* What is needed *
Could you return the whole listing, character for character?

* Records shown *
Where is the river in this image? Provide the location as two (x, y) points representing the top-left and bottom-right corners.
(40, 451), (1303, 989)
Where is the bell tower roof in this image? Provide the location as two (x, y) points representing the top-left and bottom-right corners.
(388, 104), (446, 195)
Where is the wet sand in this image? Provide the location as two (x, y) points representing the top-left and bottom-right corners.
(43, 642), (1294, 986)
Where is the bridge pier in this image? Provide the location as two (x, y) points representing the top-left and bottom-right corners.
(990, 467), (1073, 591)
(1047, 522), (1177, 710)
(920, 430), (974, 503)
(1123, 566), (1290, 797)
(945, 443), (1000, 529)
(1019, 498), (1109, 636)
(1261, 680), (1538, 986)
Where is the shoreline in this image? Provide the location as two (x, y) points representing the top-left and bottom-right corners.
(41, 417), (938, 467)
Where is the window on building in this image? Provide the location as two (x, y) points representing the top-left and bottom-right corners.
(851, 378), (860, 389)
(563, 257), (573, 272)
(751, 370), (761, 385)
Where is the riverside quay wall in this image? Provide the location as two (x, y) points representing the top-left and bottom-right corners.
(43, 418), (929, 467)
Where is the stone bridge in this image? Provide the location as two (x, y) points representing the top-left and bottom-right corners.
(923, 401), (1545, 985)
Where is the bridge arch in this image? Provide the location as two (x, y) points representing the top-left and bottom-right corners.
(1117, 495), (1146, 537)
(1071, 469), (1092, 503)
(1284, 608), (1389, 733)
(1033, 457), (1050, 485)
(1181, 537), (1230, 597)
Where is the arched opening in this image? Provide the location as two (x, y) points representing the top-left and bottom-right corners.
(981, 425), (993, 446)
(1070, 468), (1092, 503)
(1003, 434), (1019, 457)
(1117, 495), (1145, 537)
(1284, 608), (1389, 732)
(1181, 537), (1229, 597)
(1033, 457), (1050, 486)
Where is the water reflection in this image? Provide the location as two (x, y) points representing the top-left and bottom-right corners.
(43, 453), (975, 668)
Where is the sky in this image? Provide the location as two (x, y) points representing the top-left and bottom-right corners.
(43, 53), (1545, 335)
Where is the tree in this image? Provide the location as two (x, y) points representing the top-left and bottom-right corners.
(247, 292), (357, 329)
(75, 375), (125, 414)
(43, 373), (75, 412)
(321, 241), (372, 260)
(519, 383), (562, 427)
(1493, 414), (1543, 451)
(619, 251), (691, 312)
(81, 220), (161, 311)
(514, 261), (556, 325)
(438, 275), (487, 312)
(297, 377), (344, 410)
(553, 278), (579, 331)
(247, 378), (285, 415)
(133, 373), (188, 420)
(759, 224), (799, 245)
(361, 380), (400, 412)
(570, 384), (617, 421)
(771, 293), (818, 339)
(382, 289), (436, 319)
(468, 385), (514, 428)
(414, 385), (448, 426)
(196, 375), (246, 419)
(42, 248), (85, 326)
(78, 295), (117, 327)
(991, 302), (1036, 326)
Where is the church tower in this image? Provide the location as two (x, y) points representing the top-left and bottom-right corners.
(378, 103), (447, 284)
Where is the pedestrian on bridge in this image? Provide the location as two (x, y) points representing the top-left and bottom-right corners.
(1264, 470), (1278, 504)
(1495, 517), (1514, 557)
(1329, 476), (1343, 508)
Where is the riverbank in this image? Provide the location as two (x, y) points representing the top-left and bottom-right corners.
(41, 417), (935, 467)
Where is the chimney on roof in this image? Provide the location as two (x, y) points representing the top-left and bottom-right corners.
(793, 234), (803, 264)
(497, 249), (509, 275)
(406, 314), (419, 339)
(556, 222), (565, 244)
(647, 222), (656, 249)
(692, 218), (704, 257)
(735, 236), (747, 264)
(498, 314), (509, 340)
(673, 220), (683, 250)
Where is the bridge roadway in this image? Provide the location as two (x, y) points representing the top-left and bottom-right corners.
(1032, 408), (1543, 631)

* Answer for this exercise *
Where is the river in this image? Provide the location as two (x, y) points representing the top-left and bottom-right corners.
(40, 451), (1303, 989)
Where is the bell tower roof in this image? Provide the location as two (x, y) points representing the top-left and bottom-right corners.
(388, 104), (446, 195)
Where is the wet sand in this image? Provide the location as two (x, y) points representing the top-left and bottom-right corners.
(43, 642), (1294, 986)
Where is the bridge pier in this image? Provide the location as two (x, y) points representing the top-left and bottom-right corners.
(990, 467), (1073, 591)
(1047, 522), (1177, 710)
(920, 430), (974, 503)
(1123, 566), (1290, 797)
(945, 443), (1000, 529)
(1019, 498), (1109, 636)
(1261, 680), (1538, 986)
Where is the shoreline in this image? Provide the location as two (x, y) points representing the top-left and bottom-right corners.
(41, 417), (938, 467)
Where is the window on building in this image? Provide the location as two (x, y) points representing the top-left and bottom-right corners.
(851, 378), (860, 389)
(563, 257), (573, 272)
(751, 370), (761, 385)
Where is the riverside quay wall in this image? Provide the location as two (x, y) points representing the top-left and bottom-right corners.
(43, 418), (929, 467)
Where is the stone bridge in this image? Provide the location as two (x, y) points representing the top-left and bottom-right corners.
(923, 401), (1545, 985)
Where is the bridge arch in this image? Provide the location as two (x, y) points representing the top-left and bottom-right corners.
(1117, 495), (1146, 537)
(1071, 469), (1092, 503)
(1284, 608), (1389, 733)
(1033, 457), (1050, 485)
(1181, 537), (1230, 597)
Where is the arched opening in this image? Provide the location as two (x, y) points representing the top-left and bottom-right corners.
(981, 425), (993, 446)
(1070, 468), (1092, 503)
(1003, 434), (1019, 457)
(1117, 495), (1145, 537)
(1284, 608), (1389, 732)
(1181, 537), (1229, 597)
(1033, 457), (1050, 486)
Where is the water reflection in this image? Provide the location as two (x, y) points representing the top-left and bottom-right corners.
(43, 453), (975, 668)
Where is the sky in this image? Provide the location as two (x, y) points representing the top-left and bottom-right corners.
(43, 53), (1545, 335)
Where is the tree in this image? Provide the location as two (x, y) points representing the top-left and bottom-right corners.
(247, 292), (357, 329)
(75, 375), (125, 414)
(43, 373), (75, 412)
(321, 241), (372, 260)
(519, 383), (562, 427)
(1493, 414), (1543, 451)
(619, 251), (691, 312)
(81, 220), (161, 311)
(514, 261), (556, 325)
(438, 275), (487, 312)
(297, 377), (344, 410)
(553, 278), (579, 331)
(247, 378), (285, 415)
(133, 373), (188, 420)
(759, 224), (799, 245)
(361, 380), (400, 412)
(570, 384), (617, 421)
(771, 293), (818, 339)
(382, 289), (436, 319)
(468, 385), (514, 428)
(414, 385), (448, 426)
(196, 375), (246, 419)
(42, 248), (85, 326)
(78, 295), (117, 327)
(991, 302), (1036, 326)
Where is the church tower in this image? Provide the location as two (x, y) points representing the top-left and bottom-right corners.
(378, 103), (447, 284)
Where is the pedestrian on bridge in this image? Provide the location as two (x, y) points representing the top-left and bottom-right corners.
(1264, 470), (1278, 504)
(1495, 517), (1514, 557)
(1329, 476), (1343, 508)
Where is the riverbank in this image? Provide the location as two (x, y) points representing the top-left and bottom-right corners.
(41, 417), (935, 467)
Where is the chimney on roof in this image? Provide the location as two (x, y) points representing the top-left and bottom-right corners.
(793, 234), (803, 264)
(497, 249), (509, 275)
(406, 314), (419, 339)
(556, 222), (565, 244)
(647, 222), (656, 249)
(692, 218), (704, 257)
(735, 236), (747, 264)
(498, 314), (509, 340)
(673, 220), (683, 250)
Where is the bridge roadway in this image? Provide the location as two (x, y) points representing the top-left and bottom-right corners.
(1032, 408), (1543, 631)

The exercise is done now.